» DATASET RECORDS:
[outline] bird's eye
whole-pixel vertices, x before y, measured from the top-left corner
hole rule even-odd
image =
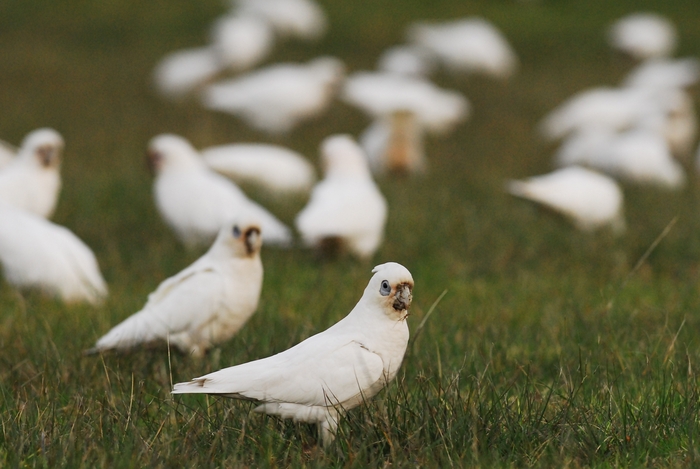
[[[389,296],[389,293],[391,293],[391,285],[389,285],[389,281],[382,280],[382,286],[379,288],[379,294],[382,296]]]

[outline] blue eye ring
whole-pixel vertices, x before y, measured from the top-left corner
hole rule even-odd
[[[382,285],[379,287],[379,294],[382,296],[389,296],[391,293],[391,284],[388,280],[382,280]]]

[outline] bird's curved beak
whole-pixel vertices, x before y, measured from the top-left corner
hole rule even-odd
[[[258,248],[258,239],[260,239],[260,230],[258,228],[250,228],[245,233],[245,249],[248,254],[253,254]]]
[[[396,311],[404,311],[411,307],[411,301],[413,301],[411,289],[412,287],[408,283],[401,283],[396,286],[394,304],[392,305]]]

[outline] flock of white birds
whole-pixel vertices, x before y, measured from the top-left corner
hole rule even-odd
[[[312,0],[237,0],[212,26],[209,45],[174,52],[156,66],[163,96],[197,99],[270,134],[292,131],[336,97],[372,122],[357,140],[338,134],[321,142],[320,181],[313,165],[288,148],[235,143],[198,150],[178,135],[155,136],[148,145],[155,205],[184,245],[209,250],[164,280],[88,353],[160,341],[201,356],[245,325],[262,289],[263,242],[292,248],[295,236],[238,182],[280,196],[308,194],[295,219],[301,244],[372,258],[389,210],[373,176],[424,171],[424,134],[448,135],[471,111],[465,96],[441,89],[430,73],[442,67],[505,79],[518,67],[492,24],[465,18],[411,25],[406,44],[387,49],[374,71],[346,76],[334,57],[253,70],[275,41],[314,40],[327,28]],[[621,233],[623,194],[612,177],[681,187],[685,172],[676,158],[689,158],[696,133],[685,88],[697,82],[700,66],[669,58],[676,39],[673,26],[653,14],[613,25],[611,44],[642,63],[620,87],[584,91],[546,116],[540,130],[563,140],[555,157],[563,168],[511,181],[508,190],[562,212],[581,229],[610,226]],[[18,288],[98,304],[107,286],[95,256],[48,220],[60,192],[63,145],[52,129],[29,133],[18,149],[0,145],[0,262]],[[257,401],[256,411],[318,423],[327,444],[343,412],[393,379],[408,343],[413,278],[391,262],[373,273],[355,308],[330,329],[277,355],[176,384],[173,392]]]

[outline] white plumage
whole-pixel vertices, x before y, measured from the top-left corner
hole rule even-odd
[[[95,255],[73,232],[0,203],[0,263],[17,288],[38,288],[66,302],[107,296]]]
[[[163,281],[141,311],[112,328],[88,353],[167,341],[201,356],[230,339],[258,307],[261,245],[257,223],[226,225],[206,254]]]
[[[63,138],[53,129],[27,134],[17,156],[0,170],[0,201],[51,217],[61,190],[62,151]]]
[[[616,234],[625,230],[622,190],[603,174],[570,166],[524,181],[510,181],[507,189],[562,213],[581,230],[605,226]]]
[[[677,40],[673,23],[656,13],[632,13],[608,30],[612,47],[640,60],[670,56]]]
[[[327,29],[326,15],[313,0],[234,0],[234,12],[268,21],[277,34],[319,39]]]
[[[413,277],[394,262],[372,272],[360,301],[331,328],[277,355],[178,383],[173,393],[258,401],[256,412],[317,423],[327,445],[340,414],[384,388],[406,352]]]
[[[508,78],[518,67],[506,38],[483,18],[416,23],[409,28],[408,39],[457,72]]]
[[[342,62],[332,57],[276,64],[209,85],[202,101],[205,107],[239,116],[257,129],[283,133],[323,112],[343,74]]]
[[[569,137],[556,154],[559,165],[585,165],[620,179],[678,189],[683,167],[673,159],[664,138],[653,130],[622,133],[591,128]]]
[[[362,149],[348,135],[321,143],[325,176],[295,224],[307,246],[339,240],[350,252],[369,258],[384,236],[387,204],[372,180]]]
[[[184,138],[154,137],[149,158],[156,173],[153,195],[158,211],[185,245],[208,246],[221,227],[245,216],[260,222],[265,243],[291,243],[289,228],[233,182],[209,169]]]
[[[316,182],[313,165],[299,153],[279,145],[235,143],[204,148],[200,154],[216,172],[277,194],[306,193]]]
[[[442,90],[415,77],[358,72],[348,77],[342,98],[372,117],[396,111],[412,112],[431,133],[444,134],[469,116],[469,101],[461,93]]]

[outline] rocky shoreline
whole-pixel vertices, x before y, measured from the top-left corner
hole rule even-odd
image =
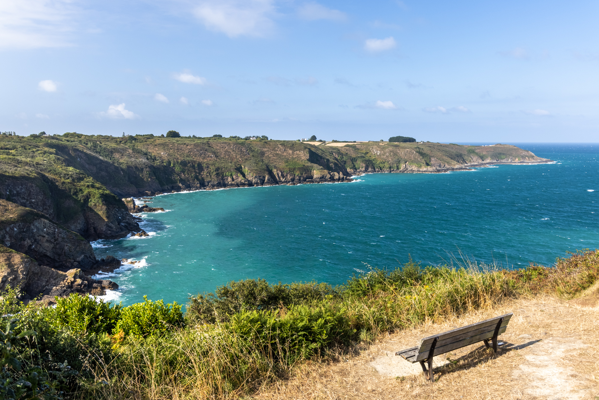
[[[98,260],[90,242],[149,236],[140,227],[140,213],[165,210],[152,206],[152,196],[352,182],[367,173],[440,173],[551,162],[506,145],[348,142],[331,147],[151,135],[96,136],[91,140],[66,135],[0,137],[0,151],[5,153],[0,163],[0,291],[19,287],[24,301],[50,304],[55,296],[101,296],[117,288],[114,282],[92,276],[129,261],[112,256]],[[11,152],[24,143],[37,149],[35,160],[44,154],[44,163],[27,161],[22,151],[13,157]]]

» EXERCISE:
Retype the whole listing exactly and leave the pictures out.

» EXERCISE SOLUTION:
[outline] bird's eye
whole-pixel vertices, x before y, measured from the top-left corner
hole rule even-odd
image =
[[[389,296],[389,293],[391,293],[391,285],[389,285],[389,281],[382,280],[382,286],[379,288],[379,294],[382,296]]]

[outline] blue eye ring
whole-pixel vertices, x before y, measured from the top-left corner
hole rule even-odd
[[[382,285],[379,287],[379,294],[382,296],[389,296],[391,293],[391,284],[388,280],[382,280]]]

[outline] bird's curved beak
whole-pixel vertices, x before y, measured from the top-left corner
hole rule even-odd
[[[258,248],[258,239],[260,239],[260,230],[258,228],[250,228],[245,233],[245,249],[248,254],[253,254]]]
[[[396,311],[404,311],[411,307],[411,301],[413,301],[411,289],[412,287],[408,283],[401,283],[396,286],[394,304],[392,305]]]

[outline] flock of white birds
whole-pixel vertices, x before y, measured from the top-left corner
hole rule even-odd
[[[312,0],[237,0],[212,26],[209,45],[174,52],[156,66],[163,96],[197,99],[270,134],[292,131],[336,97],[372,122],[357,140],[338,134],[321,142],[320,181],[313,165],[288,148],[235,143],[198,150],[178,135],[155,136],[148,145],[155,205],[184,245],[209,250],[164,280],[88,353],[160,341],[201,356],[245,325],[262,289],[263,242],[292,248],[295,236],[238,182],[280,196],[308,194],[295,219],[301,244],[372,258],[389,210],[373,176],[424,171],[424,134],[448,135],[471,111],[465,96],[441,89],[430,73],[442,67],[505,79],[518,67],[492,24],[465,18],[411,25],[406,44],[387,49],[374,71],[346,76],[334,57],[253,70],[275,41],[314,40],[327,28]],[[621,233],[623,194],[612,177],[681,187],[685,172],[676,158],[689,158],[696,133],[685,88],[697,82],[700,66],[669,58],[676,39],[673,26],[653,14],[613,25],[611,44],[642,63],[620,87],[584,91],[546,116],[540,130],[563,140],[555,157],[563,168],[511,181],[508,190],[562,212],[581,229],[610,226]],[[18,288],[98,304],[107,286],[95,256],[48,220],[60,192],[63,145],[52,129],[29,133],[18,149],[0,145],[0,262]],[[257,401],[256,411],[318,423],[327,444],[343,412],[393,379],[408,343],[413,278],[391,262],[373,273],[355,308],[330,329],[277,355],[176,384],[173,392]]]

[outline] white plumage
whole-pixel vertices, x before y, measured from the top-left corner
hole rule even-odd
[[[95,255],[73,232],[0,203],[0,263],[17,288],[38,288],[66,302],[107,296]]]
[[[163,281],[141,311],[112,328],[88,353],[167,341],[201,356],[230,339],[258,307],[261,245],[257,223],[226,225],[206,254]]]
[[[63,138],[53,129],[27,134],[17,156],[0,170],[0,201],[51,217],[61,190],[62,151]]]
[[[616,234],[625,230],[622,190],[603,174],[570,166],[524,181],[510,181],[507,189],[562,213],[581,230],[605,226]]]
[[[677,40],[673,23],[656,13],[632,13],[608,30],[612,47],[640,60],[670,56]]]
[[[327,29],[326,15],[313,0],[234,0],[234,12],[268,21],[277,34],[319,39]]]
[[[413,277],[394,262],[372,272],[360,301],[331,328],[277,355],[178,383],[173,393],[258,401],[256,412],[317,423],[327,445],[340,414],[384,388],[406,352]]]
[[[508,78],[518,67],[506,38],[483,18],[416,23],[409,28],[408,39],[457,72]]]
[[[342,62],[332,57],[276,64],[209,85],[202,101],[205,107],[239,116],[257,129],[283,133],[323,112],[343,74]]]
[[[569,137],[556,154],[559,165],[585,165],[620,179],[678,189],[683,167],[673,159],[664,138],[653,130],[622,133],[591,128]]]
[[[362,149],[348,135],[321,143],[325,176],[295,224],[307,246],[339,240],[350,252],[369,258],[384,236],[387,204],[372,180]]]
[[[184,138],[154,137],[149,158],[156,173],[153,195],[158,211],[185,245],[208,246],[221,227],[245,216],[260,222],[265,243],[291,243],[289,228],[233,182],[209,169]]]
[[[316,182],[313,165],[299,153],[279,145],[235,143],[204,148],[200,154],[216,172],[277,194],[306,193]]]
[[[442,90],[415,77],[358,72],[348,77],[342,98],[372,117],[396,111],[412,112],[431,133],[444,134],[469,116],[469,101],[461,93]]]

[outline] rocky shoreline
whole-pixel vertices, x before y, measured from the top-left corner
hole rule even-odd
image =
[[[98,260],[90,242],[149,236],[140,227],[140,213],[165,210],[152,206],[152,196],[352,182],[367,173],[440,173],[551,162],[506,145],[348,142],[331,147],[151,135],[96,136],[91,140],[66,135],[0,137],[0,151],[5,153],[0,163],[0,291],[19,287],[24,301],[50,304],[55,296],[101,296],[117,288],[114,282],[92,276],[129,261],[112,256]],[[11,152],[24,143],[37,149],[35,160],[44,154],[44,163],[27,161],[22,151],[13,157]]]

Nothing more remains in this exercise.